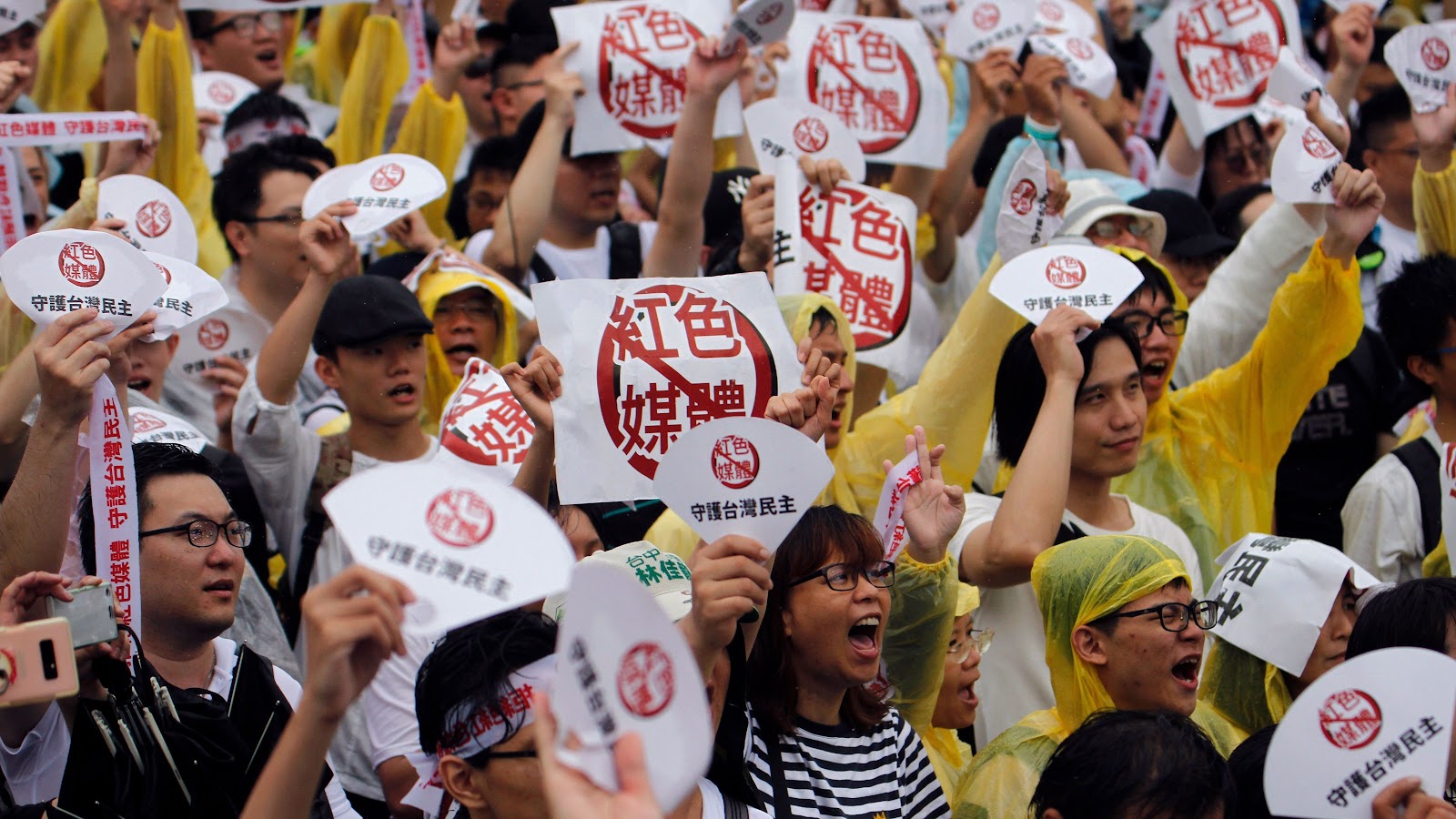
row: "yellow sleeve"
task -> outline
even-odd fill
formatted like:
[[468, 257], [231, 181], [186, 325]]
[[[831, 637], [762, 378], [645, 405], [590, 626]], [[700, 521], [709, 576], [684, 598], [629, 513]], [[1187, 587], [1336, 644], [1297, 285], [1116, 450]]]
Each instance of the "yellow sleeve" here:
[[930, 730], [935, 700], [945, 679], [945, 648], [960, 595], [957, 583], [951, 555], [926, 564], [904, 551], [895, 560], [885, 625], [885, 672], [895, 689], [891, 704], [920, 734]]
[[1321, 239], [1274, 293], [1254, 347], [1233, 366], [1171, 393], [1174, 421], [1184, 430], [1203, 427], [1273, 484], [1309, 399], [1354, 350], [1361, 326], [1360, 270], [1326, 258]]
[[364, 162], [380, 153], [389, 111], [408, 79], [409, 55], [399, 23], [395, 17], [370, 15], [344, 82], [339, 124], [325, 140], [339, 165]]
[[197, 264], [213, 275], [230, 262], [213, 219], [213, 176], [197, 150], [197, 106], [192, 102], [192, 50], [179, 22], [173, 29], [147, 26], [137, 52], [137, 111], [157, 121], [162, 141], [149, 176], [172, 189], [198, 235]]
[[1411, 194], [1421, 254], [1456, 255], [1456, 154], [1440, 173], [1428, 173], [1417, 163]]
[[409, 103], [392, 149], [395, 153], [427, 159], [444, 175], [444, 195], [419, 208], [430, 229], [443, 239], [456, 238], [446, 223], [446, 207], [450, 204], [450, 188], [454, 187], [456, 162], [464, 150], [464, 103], [460, 102], [460, 95], [444, 101], [435, 93], [432, 83], [425, 83]]
[[90, 111], [90, 92], [106, 63], [106, 19], [96, 0], [61, 0], [41, 29], [39, 76], [32, 98], [41, 111]]
[[920, 383], [855, 420], [834, 453], [862, 514], [872, 516], [884, 487], [884, 461], [904, 458], [904, 437], [925, 427], [930, 446], [943, 443], [948, 484], [970, 487], [992, 426], [992, 385], [1006, 342], [1026, 324], [992, 296], [999, 256], [961, 307], [955, 325], [920, 373]]

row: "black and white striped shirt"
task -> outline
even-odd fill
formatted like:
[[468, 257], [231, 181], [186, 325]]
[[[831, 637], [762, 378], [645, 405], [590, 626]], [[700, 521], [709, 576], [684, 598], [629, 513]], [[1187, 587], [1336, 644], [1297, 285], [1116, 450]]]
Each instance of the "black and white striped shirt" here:
[[[796, 720], [794, 736], [770, 736], [748, 710], [748, 775], [776, 816], [929, 819], [951, 816], [920, 737], [894, 708], [874, 729]], [[773, 769], [789, 809], [775, 806]]]

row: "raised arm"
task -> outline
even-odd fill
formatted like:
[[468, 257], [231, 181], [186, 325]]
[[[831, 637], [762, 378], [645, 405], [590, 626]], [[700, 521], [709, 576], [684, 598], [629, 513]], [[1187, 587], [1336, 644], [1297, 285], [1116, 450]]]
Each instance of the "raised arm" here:
[[662, 197], [657, 208], [657, 239], [642, 265], [642, 275], [692, 275], [703, 246], [703, 200], [713, 176], [713, 112], [718, 98], [738, 77], [747, 51], [718, 55], [718, 38], [699, 39], [687, 58], [683, 114], [667, 157]]

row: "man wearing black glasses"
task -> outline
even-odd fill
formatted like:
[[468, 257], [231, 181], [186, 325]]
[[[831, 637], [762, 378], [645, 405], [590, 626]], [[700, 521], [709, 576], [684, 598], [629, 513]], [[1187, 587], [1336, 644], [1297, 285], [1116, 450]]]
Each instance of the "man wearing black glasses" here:
[[[141, 648], [147, 663], [173, 689], [207, 689], [223, 700], [281, 695], [296, 705], [301, 692], [296, 679], [272, 666], [271, 686], [250, 685], [256, 682], [250, 675], [234, 672], [240, 663], [256, 662], [252, 651], [221, 637], [233, 624], [253, 532], [233, 512], [213, 463], [169, 443], [135, 444], [132, 456], [141, 539]], [[82, 557], [87, 573], [95, 574], [96, 528], [89, 494], [79, 509]], [[16, 799], [50, 802], [61, 793], [71, 732], [57, 704], [4, 710], [0, 740], [0, 768]], [[271, 743], [261, 752], [271, 752]], [[116, 765], [128, 764], [122, 753]], [[335, 818], [357, 816], [332, 775], [323, 794]]]

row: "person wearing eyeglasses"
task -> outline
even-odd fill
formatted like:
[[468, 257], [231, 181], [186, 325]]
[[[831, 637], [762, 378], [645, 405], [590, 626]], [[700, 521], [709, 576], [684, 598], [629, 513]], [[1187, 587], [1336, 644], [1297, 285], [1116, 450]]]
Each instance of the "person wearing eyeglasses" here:
[[[271, 692], [250, 689], [242, 681], [234, 685], [233, 672], [252, 648], [239, 648], [221, 634], [236, 616], [253, 532], [237, 519], [213, 463], [172, 443], [138, 443], [132, 459], [140, 516], [134, 568], [141, 589], [141, 619], [135, 625], [147, 660], [178, 689], [207, 689], [224, 700], [271, 694], [297, 707], [301, 688], [277, 665]], [[86, 573], [95, 574], [98, 544], [89, 487], [79, 506], [79, 530]], [[0, 769], [19, 802], [50, 802], [60, 794], [71, 745], [64, 718], [54, 702], [0, 713]], [[226, 743], [221, 736], [214, 739]], [[266, 758], [271, 746], [256, 752]], [[122, 755], [116, 765], [130, 769], [131, 762]], [[332, 815], [358, 816], [339, 781], [332, 774], [325, 781], [322, 797]]]
[[1057, 746], [1107, 708], [1192, 716], [1222, 755], [1233, 751], [1232, 732], [1195, 713], [1204, 630], [1219, 603], [1197, 599], [1190, 583], [1178, 554], [1149, 538], [1079, 538], [1037, 555], [1031, 586], [1056, 704], [976, 755], [973, 815], [1025, 816]]
[[[1080, 342], [1079, 332], [1088, 332]], [[981, 672], [976, 739], [986, 746], [1024, 716], [1050, 708], [1045, 644], [1029, 584], [1037, 555], [1085, 535], [1142, 535], [1184, 561], [1203, 589], [1198, 552], [1168, 517], [1112, 479], [1137, 466], [1147, 424], [1139, 338], [1127, 324], [1098, 325], [1056, 307], [1006, 345], [996, 373], [996, 449], [1015, 468], [1002, 497], [973, 494], [951, 539], [961, 580], [981, 589], [978, 622], [1002, 635]]]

- - - - -

- Task statement
Locate each line in the rows above that contains the string "wearing" and copy those lines in full. Matching is case-sensitive.

- Correct result
row: "man wearing black glasses"
Each instance of the "man wearing black glasses" here:
row: "person wearing eyeglasses"
Each instance of the "person wearing eyeglasses" here:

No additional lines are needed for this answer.